▼▼▼
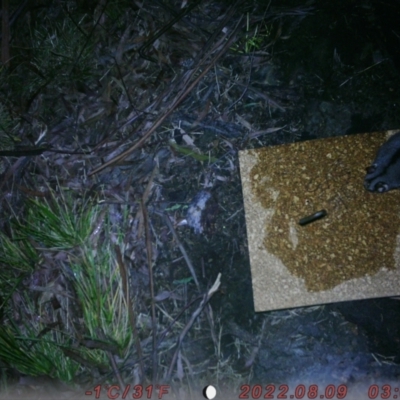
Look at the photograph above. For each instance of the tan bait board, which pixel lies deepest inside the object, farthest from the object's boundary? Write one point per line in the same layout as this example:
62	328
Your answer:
352	253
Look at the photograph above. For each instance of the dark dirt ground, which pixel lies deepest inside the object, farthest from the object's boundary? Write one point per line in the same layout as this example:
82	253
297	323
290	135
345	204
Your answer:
335	70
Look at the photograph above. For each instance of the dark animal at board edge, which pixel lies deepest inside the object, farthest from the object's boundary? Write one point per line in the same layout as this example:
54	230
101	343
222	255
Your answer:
384	173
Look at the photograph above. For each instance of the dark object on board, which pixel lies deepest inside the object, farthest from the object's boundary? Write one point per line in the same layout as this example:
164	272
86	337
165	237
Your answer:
384	174
314	217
▲▲▲
• Objective: Rewrite the entire listing above, requests included, but leave out the pictures. Shift each answer point by adding 44 to both of its pixel coordinates, and keep the coordinates in the requests' format samples unchanged.

• Solution:
Look at the photograph above. For each instance of the tan bait board, which pixel lies deepest inside the object, farthest from the object's boundary? Write one point per line in the same layout as this example:
62	328
Your answer:
396	297
Look at the photograph above. For each instance of the dark dirt ground, which pixel lies deepest inside the object, farthest from the object's boundary? Write one point per line in the same layout as this example:
82	253
297	323
290	135
345	204
Your answer:
379	114
Look at the photograph above. For each instance of the dark animal at board edge, which pixel lies deepest inside the object, farthest from the object's boundary? Write one point per line in the same layout as this example:
54	230
101	343
222	255
Your answer:
428	217
Look at the photograph above. For each instance of the dark object on board, which pixel lies deepest inside the object, farthest from the object's boundary? Write one point per line in the same layout as this example:
164	272
86	337
165	237
Your answer:
428	218
358	261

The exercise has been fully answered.